- PASSAGE:
Not that great of a ball player, good, but not great, his card is the only baseball card displayed at CIA headquarters.
He knew fifteen languages, that had my attention, and I was thinking, but yes, was one of them hieroglyphics? No, but one of them was Sanskrit and that's just as bad. Yes, but was one of them sign language? No, but one was Arabic and that's backwards. You have to admit fifteen is a lot. His dad was against the whole baseball thing. Never did watch his son play. He was meant for bigger things than baseball. Nevertheless Berg did quite well there. And as a U.S. spy as well.
He went with a group to Japan in 1932 to teach baseball seminars at Japanese universities. When his group returned to the U.S. Berg remained to tour Japan then extending his travels all over the East through China, India, on through Egypt and on to Berlin, so all over the place employing his mad language skills.
A second group trip to Japan Berg was included incongruously with all-star players Babe Ruth, Lou Ghering, Earl Averlill, Charlie Gehringer, Jimmie Fox, and Left Gomez to play exhibitions against all-star Japanese teams. (What fun is that? Nobody ever wins.) Berg delivered a welcome speech in Japanese and addressed the Japanese Diet.
Diet, that's their word for Parliament, their legislature.
See? You're talking Japanese already.
On that trip, while the rest were playing, Berg was scheduled to deliver flowers to the daughter of American ambassador at a hospital the tallest building on the reclaimed bit of Tokyo Bay. He had with him his own 16-mm Bell and Howell movie camera and cover letter from Movietones New indicating an agreement to film his tour allowing him to film a good portion of the city and the entire bay.
At the end of his baseball career and beginning of coaching Berg made a few appearances on a radio quiz show called Information Please performing impressively and advancing the interests of baseball until on the third appearance the host began asking questions just a bit too personal and that ended that.
After his playing career Berg was Boston Red Sox coach for one year 1940-1941
His story is odd, intermingling as it does with baseball and intelligence agencies OSS, SSU, and CIA
The attack on Pearl Harbor changed the arc of his baseball career.
He joined the effort through Rockefeller's Office of Inter-American Affairs. He screened the footage he shot earlier of Tokyo Bay for military intelligence officers. The film is thought to have helped Jimmy Doolittle plan his raid. Berg was assigned to the Caribbean but soon left for more interesting things.

- SOURCE DATA:
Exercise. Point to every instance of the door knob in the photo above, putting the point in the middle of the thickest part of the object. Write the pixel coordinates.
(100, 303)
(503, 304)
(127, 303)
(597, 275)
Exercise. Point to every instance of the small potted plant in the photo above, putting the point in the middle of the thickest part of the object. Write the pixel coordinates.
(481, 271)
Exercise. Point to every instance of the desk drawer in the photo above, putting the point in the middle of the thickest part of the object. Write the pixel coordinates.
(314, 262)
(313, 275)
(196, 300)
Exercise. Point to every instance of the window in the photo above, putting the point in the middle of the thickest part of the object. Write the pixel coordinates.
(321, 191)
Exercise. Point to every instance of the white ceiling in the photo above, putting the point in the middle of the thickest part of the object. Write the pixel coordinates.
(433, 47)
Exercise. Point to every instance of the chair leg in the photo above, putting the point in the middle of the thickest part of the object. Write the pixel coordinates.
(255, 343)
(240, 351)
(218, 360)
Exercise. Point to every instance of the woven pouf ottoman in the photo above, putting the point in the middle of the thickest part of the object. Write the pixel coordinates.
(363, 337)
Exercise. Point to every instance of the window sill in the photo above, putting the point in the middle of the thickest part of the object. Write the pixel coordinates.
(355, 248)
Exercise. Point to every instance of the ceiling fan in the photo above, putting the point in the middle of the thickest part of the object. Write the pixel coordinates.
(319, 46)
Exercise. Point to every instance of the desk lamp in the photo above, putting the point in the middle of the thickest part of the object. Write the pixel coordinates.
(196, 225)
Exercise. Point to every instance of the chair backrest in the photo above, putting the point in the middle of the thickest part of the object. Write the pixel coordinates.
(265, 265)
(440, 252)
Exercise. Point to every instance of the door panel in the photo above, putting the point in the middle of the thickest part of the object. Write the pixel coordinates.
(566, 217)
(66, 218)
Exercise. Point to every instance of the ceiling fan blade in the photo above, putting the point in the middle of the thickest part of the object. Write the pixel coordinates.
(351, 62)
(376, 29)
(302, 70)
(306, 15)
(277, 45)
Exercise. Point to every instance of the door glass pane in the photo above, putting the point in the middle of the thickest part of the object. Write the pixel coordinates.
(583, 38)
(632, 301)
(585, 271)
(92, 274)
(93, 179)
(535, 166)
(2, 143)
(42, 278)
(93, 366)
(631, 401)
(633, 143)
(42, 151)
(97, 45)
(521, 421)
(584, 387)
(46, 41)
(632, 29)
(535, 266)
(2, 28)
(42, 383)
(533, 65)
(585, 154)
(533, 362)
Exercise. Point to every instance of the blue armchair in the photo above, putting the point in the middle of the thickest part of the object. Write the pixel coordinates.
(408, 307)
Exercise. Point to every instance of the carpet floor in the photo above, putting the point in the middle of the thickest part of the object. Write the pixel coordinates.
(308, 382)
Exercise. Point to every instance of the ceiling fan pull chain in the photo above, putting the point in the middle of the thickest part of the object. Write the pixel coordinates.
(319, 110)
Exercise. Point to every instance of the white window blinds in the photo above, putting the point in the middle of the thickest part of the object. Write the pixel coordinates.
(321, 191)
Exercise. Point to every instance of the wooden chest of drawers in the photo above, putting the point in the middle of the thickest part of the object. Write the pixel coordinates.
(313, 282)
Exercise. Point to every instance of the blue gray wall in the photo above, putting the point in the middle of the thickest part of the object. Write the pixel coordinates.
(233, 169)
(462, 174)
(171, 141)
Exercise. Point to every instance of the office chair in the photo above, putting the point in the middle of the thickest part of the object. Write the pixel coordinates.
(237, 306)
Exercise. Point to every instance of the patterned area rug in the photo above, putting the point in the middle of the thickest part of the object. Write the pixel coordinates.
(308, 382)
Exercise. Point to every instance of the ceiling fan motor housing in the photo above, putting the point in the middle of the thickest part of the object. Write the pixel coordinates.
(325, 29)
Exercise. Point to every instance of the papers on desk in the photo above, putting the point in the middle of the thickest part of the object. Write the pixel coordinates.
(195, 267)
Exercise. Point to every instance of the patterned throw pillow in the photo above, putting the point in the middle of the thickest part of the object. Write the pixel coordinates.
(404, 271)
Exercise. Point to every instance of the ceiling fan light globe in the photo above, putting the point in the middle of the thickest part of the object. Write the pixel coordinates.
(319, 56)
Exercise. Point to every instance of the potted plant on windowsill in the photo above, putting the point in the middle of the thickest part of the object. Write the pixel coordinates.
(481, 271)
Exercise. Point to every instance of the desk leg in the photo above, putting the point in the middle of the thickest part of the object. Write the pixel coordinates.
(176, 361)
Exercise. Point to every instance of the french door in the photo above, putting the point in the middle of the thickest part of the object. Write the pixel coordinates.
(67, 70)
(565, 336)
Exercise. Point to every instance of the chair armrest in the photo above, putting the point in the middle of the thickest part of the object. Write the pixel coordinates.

- PROBLEMS AND TASKS:
a) According to the text about Berg, where is his baseball card displayed?
b) Extend the text about Berg, starting after its final sentence.

- ANSWERS FOR THE TASKS:
a) At CIA headquarters.

b)
In the OSS he was parachuted into Yugoslavia to evaluate groups resisting Nazis. At this point he is his 40's. His evaluation was used to determine support for various resistance groups. He was involved in another project to nab Italian scientists and to scope out what they knew of Werner Heisenberg and of Carl Von Weizsächer.
He was used to ferret information about how far Germany had advanced toward developing an atomic bomb. He was a Jew sent to Zurich to hear a lecture by Heisenberg and Berg's instructions were to determine if sufficiently close to attaining the atomic bomb, then Berg's instructions were to kill Heisenberg.
Later, through various vicissitudes he was offered coaching position for Boston Red Sox but refused. He was offered a coaching position with the Boston White Sox but refused. Later he was offered the Medal of Freedom but turned it down.
After the war, now early 1950's Berg asked CIA to send him to Israel. They refused but hired him for something else instead. His CIA contact in Europe reported Berg to be "a flake." His contract was not renewed. He tried again to serve the CIA but was never again accepted.
He deteriorated. Never worked after that. Lived with sibs until he died.
The Catcher Was a Spy Amazon.com
7 comments:
Damn. That would make a great movie.
They don't make 'em like that no more.
I think they only made one of them :)
Great story and find. Thanks!
Re flake:
After purchasing a newspaper, if anyone touched said paper, Berg would refuse to read it and toss to out.
CIA definitely not a good place for a paranoid.
Ted Lyons famously said: "He could speak in eight languages and couldn't hit in any of them."
They wouldn't make a movie about him now because he was pro-Israel.
That doesn't fly in today's Hollywood.